[Excerpts of pointing data]
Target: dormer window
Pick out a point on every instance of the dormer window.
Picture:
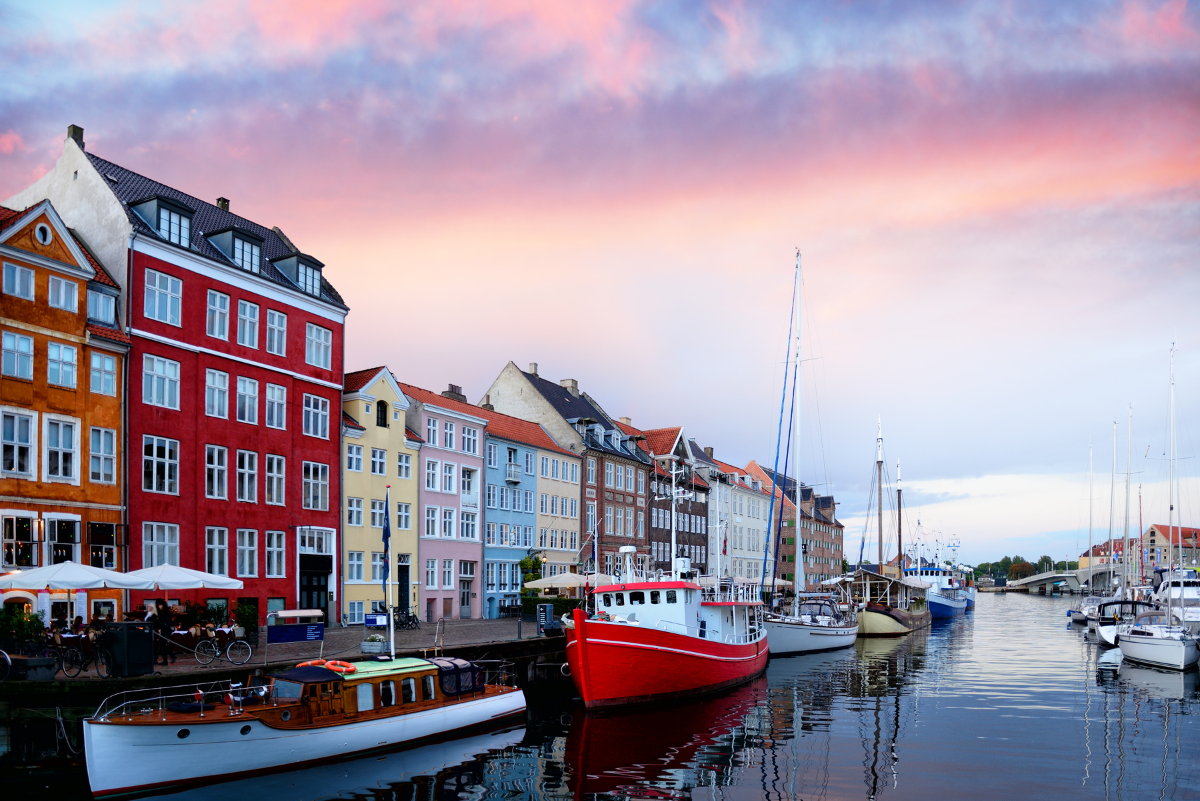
(310, 279)
(246, 254)
(174, 227)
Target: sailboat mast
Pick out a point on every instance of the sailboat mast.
(1125, 544)
(879, 480)
(899, 523)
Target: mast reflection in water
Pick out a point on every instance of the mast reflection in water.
(1011, 699)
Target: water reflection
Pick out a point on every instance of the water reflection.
(1008, 699)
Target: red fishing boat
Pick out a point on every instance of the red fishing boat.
(660, 639)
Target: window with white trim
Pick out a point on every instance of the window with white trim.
(216, 471)
(18, 282)
(318, 348)
(247, 553)
(64, 294)
(18, 355)
(174, 227)
(160, 464)
(247, 401)
(103, 374)
(315, 485)
(276, 332)
(247, 324)
(246, 254)
(353, 511)
(247, 476)
(160, 381)
(60, 365)
(102, 444)
(160, 544)
(163, 297)
(276, 554)
(216, 323)
(276, 407)
(216, 393)
(316, 416)
(276, 471)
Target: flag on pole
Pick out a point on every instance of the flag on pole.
(387, 535)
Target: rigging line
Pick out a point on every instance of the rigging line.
(774, 475)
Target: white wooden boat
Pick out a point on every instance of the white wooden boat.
(201, 734)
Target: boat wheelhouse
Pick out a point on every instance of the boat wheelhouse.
(213, 732)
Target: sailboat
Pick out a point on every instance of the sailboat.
(1156, 638)
(815, 622)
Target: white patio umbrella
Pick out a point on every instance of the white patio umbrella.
(71, 576)
(172, 577)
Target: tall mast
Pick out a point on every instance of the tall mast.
(879, 480)
(1091, 556)
(899, 523)
(1125, 544)
(802, 582)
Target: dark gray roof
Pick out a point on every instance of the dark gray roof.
(131, 187)
(573, 408)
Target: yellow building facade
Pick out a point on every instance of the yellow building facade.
(377, 453)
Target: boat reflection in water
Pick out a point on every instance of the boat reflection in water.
(438, 771)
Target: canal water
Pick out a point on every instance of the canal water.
(1008, 702)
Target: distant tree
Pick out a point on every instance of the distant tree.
(1021, 570)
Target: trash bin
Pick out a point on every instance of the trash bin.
(132, 648)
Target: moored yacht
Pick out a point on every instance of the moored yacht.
(167, 738)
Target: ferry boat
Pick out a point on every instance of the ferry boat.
(663, 638)
(317, 712)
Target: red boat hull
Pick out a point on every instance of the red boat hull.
(616, 664)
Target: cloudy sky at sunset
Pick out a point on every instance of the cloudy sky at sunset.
(996, 205)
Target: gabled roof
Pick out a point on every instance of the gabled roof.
(520, 431)
(130, 187)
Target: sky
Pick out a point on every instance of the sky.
(996, 206)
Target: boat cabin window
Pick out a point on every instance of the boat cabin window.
(366, 697)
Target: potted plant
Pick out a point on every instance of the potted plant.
(375, 644)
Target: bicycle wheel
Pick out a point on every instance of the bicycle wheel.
(72, 662)
(207, 651)
(103, 663)
(239, 651)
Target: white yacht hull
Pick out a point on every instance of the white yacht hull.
(136, 757)
(790, 636)
(1163, 652)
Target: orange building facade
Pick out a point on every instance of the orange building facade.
(61, 389)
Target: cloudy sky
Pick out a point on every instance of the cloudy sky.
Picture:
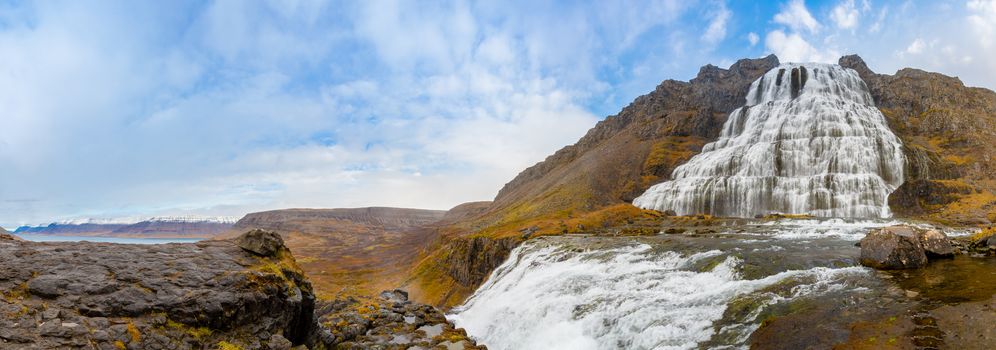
(118, 109)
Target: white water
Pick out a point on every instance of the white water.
(632, 297)
(822, 149)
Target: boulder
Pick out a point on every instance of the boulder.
(261, 242)
(935, 244)
(90, 295)
(894, 247)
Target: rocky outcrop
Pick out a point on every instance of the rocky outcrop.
(211, 294)
(389, 321)
(903, 247)
(471, 260)
(325, 220)
(6, 236)
(358, 251)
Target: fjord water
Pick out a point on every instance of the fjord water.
(809, 140)
(99, 239)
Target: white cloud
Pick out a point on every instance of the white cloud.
(753, 38)
(916, 47)
(796, 16)
(845, 15)
(717, 25)
(793, 48)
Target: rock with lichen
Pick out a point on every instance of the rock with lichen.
(390, 321)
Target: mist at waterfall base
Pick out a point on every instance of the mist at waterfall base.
(809, 140)
(665, 292)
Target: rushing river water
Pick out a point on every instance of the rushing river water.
(673, 291)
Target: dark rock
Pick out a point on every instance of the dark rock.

Required work -
Copy the records verbatim, beginning at the line that contains "Target: window with white trim" and stopping after the line that contains "(1008, 702)".

Solved exercise -
Target: window with white trim
Pick out a point on every instance of the window with white trim.
(216, 471)
(18, 282)
(318, 348)
(247, 553)
(64, 294)
(18, 355)
(174, 227)
(160, 464)
(247, 401)
(103, 374)
(315, 485)
(276, 332)
(247, 324)
(246, 254)
(353, 511)
(247, 476)
(160, 381)
(60, 365)
(102, 444)
(160, 544)
(163, 297)
(276, 554)
(216, 323)
(276, 407)
(216, 393)
(316, 416)
(276, 471)
Target: flag on pole
Pick out a point on every instance of the flag on pole.
(387, 535)
Target: rigging line
Pick out a point on every instance of the rigging line.
(774, 475)
Target: white wooden boat
Pick out a point on every instance of the white wooden boat.
(201, 734)
Target: boat wheelhouse
Pick out a point on every instance of the boat wheelhouse.
(213, 732)
Target: sailboat
Pick out a point on every instance of the sailboat.
(1156, 638)
(815, 622)
Target: white patio umbrella
Pick out a point on every instance of the white patio umbrella.
(71, 576)
(172, 577)
Target: tall mast
Pick out a point on every instance of the tall mast.
(879, 480)
(1091, 556)
(899, 523)
(1125, 544)
(802, 582)
Target: dark gray roof
Pick out a point on every instance of the dark gray roof.
(131, 187)
(573, 408)
Target: yellow building facade
Pick out a point on every instance of the yellow building facade.
(377, 453)
Target: boat reflection in water
Pick out a point on every instance of the boat reflection in water.
(438, 771)
Target: canal water
Pick out a point on every instance of the canal water.
(1008, 702)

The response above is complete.